Article:

● ● ●

The Test, also known as The Test: A New Era for Australia's Team in its first season, is an Australian docu-series, produced by Amazon Studios for Amazon Prime Video, and co-produced by Cricket Australia. The first season was released on Prime Video on 12 March 2020 and consists of 8 episodes. A second season, consisting of 4 episodes, was released on Prime Video on 13 January 2023.

The docu-series follows the Australian men's cricket team. The first season follows the team's path to redemption under the leadership of captain Tim Paine and head coach Justin Langer in the 18 months after the 2018 Australian ball-tampering scandal. The second season follows the team after the exit of Paine as captain and the subsequent departure of Langer during the end of 2021 and beginning of 2022.

An edited, feature-length version of the first season aired on the Seven Network on 4 October 2020.

Synopsis

Season 1
The first season is a behind-the-scenes look at the Australian men's team's fall from grace and its path to regain its integrity in the 18 months after the 2018 ball-tampering scandal.

● ● ●

Excerpted records:
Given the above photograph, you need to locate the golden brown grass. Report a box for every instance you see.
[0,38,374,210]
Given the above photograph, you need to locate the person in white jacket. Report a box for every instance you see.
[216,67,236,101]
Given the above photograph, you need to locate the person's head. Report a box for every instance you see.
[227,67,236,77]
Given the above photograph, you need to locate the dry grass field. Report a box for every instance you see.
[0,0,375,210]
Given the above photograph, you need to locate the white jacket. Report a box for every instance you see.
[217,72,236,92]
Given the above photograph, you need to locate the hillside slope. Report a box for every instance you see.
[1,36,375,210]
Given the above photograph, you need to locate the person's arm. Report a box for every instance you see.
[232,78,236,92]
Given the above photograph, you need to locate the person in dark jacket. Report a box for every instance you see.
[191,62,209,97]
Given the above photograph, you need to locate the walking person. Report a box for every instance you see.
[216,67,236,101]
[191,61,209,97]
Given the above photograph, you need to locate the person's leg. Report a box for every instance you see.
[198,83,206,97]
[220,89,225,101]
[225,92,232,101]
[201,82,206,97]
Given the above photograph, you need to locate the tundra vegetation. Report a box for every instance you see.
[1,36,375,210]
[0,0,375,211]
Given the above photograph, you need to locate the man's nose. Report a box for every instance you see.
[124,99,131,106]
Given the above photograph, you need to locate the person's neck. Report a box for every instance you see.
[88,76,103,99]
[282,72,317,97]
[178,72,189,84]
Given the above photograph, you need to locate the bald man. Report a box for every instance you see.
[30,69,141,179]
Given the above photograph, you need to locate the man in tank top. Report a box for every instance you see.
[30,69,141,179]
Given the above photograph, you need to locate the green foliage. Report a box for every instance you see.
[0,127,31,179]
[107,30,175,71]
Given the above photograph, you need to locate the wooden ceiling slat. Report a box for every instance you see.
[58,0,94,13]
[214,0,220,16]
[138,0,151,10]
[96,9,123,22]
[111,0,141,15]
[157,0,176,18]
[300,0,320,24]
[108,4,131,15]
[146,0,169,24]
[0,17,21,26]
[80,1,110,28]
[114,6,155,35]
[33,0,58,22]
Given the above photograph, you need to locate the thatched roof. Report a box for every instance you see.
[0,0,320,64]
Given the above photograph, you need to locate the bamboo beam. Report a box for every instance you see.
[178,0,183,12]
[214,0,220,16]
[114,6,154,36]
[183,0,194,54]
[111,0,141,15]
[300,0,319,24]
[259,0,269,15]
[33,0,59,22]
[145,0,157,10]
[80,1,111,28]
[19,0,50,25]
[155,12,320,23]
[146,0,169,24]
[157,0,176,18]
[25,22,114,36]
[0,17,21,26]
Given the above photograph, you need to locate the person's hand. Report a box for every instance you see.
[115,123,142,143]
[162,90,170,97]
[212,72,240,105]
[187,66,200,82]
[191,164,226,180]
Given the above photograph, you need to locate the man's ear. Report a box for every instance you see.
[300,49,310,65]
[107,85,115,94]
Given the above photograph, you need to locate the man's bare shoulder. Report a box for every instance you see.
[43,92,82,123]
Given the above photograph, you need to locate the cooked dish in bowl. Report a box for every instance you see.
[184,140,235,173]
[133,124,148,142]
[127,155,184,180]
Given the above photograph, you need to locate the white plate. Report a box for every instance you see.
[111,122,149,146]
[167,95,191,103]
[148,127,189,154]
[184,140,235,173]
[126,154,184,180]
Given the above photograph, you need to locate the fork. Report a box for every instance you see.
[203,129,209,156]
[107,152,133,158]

● ● ●

Stated goal 1:
Answer these from the article on The Test:
(a) How many episodes make up the second season?
(b) Who was head coach during the first season?
(c) On which network did the edited, feature-length version of the first season air?
Stated goal 2:
Reproduce the passage of the article on The Test from "The docu-series follows" up to and including "beginning of 2022.", word for word.

Written solution 1:
(a) 4 episodes
(b) Justin Langer
(c) The Seven Network

Written solution 2:
The docu-series follows the Australian men's cricket team. The first season follows the team's path to redemption under the leadership of captain Tim Paine and head coach Justin Langer in the 18 months after the 2018 Australian ball-tampering scandal. The second season follows the team after the exit of Paine as captain and the subsequent departure of Langer during the end of 2021 and beginning of 2022.